§ **文档节选**:
【Linux4.1.12源碼分析】二層報文發送之報文GSO分段(skb_segment)

skg_segment是實現封裝報文GSO分段的基礎,直接拋代碼。

/**
 *	skb_segment - Perform protocol segmentation on skb.
 *	@head_skb: buffer to segment
 *	@features: features for the output path (see dev->features)
 *
 *	This function performs segmentation on the given skb.  It returns
 *	a pointer to the first in a list of new skbs for the segments.
 *	In case of error it returns ERR_PTR(err).
 */
struct sk_buff *skb_segment(struct sk_buff *head_skb,
			    netdev_features_t features)
{
	struct sk_buff *segs = NULL;
	struct sk_buff *tail = NULL;
	struct sk_buff *list_skb = skb_shinfo(head_skb)->frag_list;
	skb_frag_t *frag = skb_shinfo(head_skb)->frags;	
	unsigned int mss = skb_shinfo(head_skb)->gso_size;
	unsigned int doffset = head_skb->data - skb_mac_header(head_skb);  //得到內層報頭的長度
	struct sk_buff *frag_skb = head_skb;
	unsigned int offset = doffset;
	unsigned int tnl_hlen = skb_tnl_header_len(head_skb);	//得到外層報頭的長度,非封裝報文該值爲0, 是支持封裝報文GSO的基礎
	unsigned int headroom;
	unsigned int len;
	__be16 proto;
	bool csum;
	int sg = !!(features & NETIF_F_SG);	//是否支持SG
	int nfrags = skb_shinfo(head_skb)->nr_frags;
	int err = -ENOMEM;
	int i = 0;
	int pos;
	int dummy;

	__skb_push(head_skb, doffset);		//報文移到內層報文的mac頭
	proto = skb_network_protocol(head_skb, &dummy);	//報文協議類型
	if (unlikely(!proto))

§ **所给材料**:
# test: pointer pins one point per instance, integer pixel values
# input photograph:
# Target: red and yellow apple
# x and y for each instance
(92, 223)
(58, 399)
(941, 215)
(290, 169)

§ **任务目标**: 请把上面的文档节选从头到尾完整地重新写出来，一个字也不要改动。 这些材料和文档节选没有任何关系。

§ **答案如下**:
【Linux4.1.12源碼分析】二層報文發送之報文GSO分段(skb_segment)

skg_segment是實現封裝報文GSO分段的基礎,直接拋代碼。

/**
 *	skb_segment - Perform protocol segmentation on skb.
 *	@head_skb: buffer to segment
 *	@features: features for the output path (see dev->features)
 *
 *	This function performs segmentation on the given skb.  It returns
 *	a pointer to the first in a list of new skbs for the segments.
 *	In case of error it returns ERR_PTR(err).
 */
struct sk_buff *skb_segment(struct sk_buff *head_skb,
			    netdev_features_t features)
{
	struct sk_buff *segs = NULL;
	struct sk_buff *tail = NULL;
	struct sk_buff *list_skb = skb_shinfo(head_skb)->frag_list;
	skb_frag_t *frag = skb_shinfo(head_skb)->frags;	
	unsigned int mss = skb_shinfo(head_skb)->gso_size;
	unsigned int doffset = head_skb->data - skb_mac_header(head_skb);  //得到內層報頭的長度
	struct sk_buff *frag_skb = head_skb;
	unsigned int offset = doffset;
	unsigned int tnl_hlen = skb_tnl_header_len(head_skb);	//得到外層報頭的長度,非封裝報文該值爲0, 是支持封裝報文GSO的基礎
	unsigned int headroom;
	unsigned int len;
	__be16 proto;
	bool csum;
	int sg = !!(features & NETIF_F_SG);	//是否支持SG
	int nfrags = skb_shinfo(head_skb)->nr_frags;
	int err = -ENOMEM;
	int i = 0;
	int pos;
	int dummy;

	__skb_push(head_skb, doffset);		//報文移到內層報文的mac頭
	proto = skb_network_protocol(head_skb, &dummy);	//報文協議類型
	if (unlikely(!proto))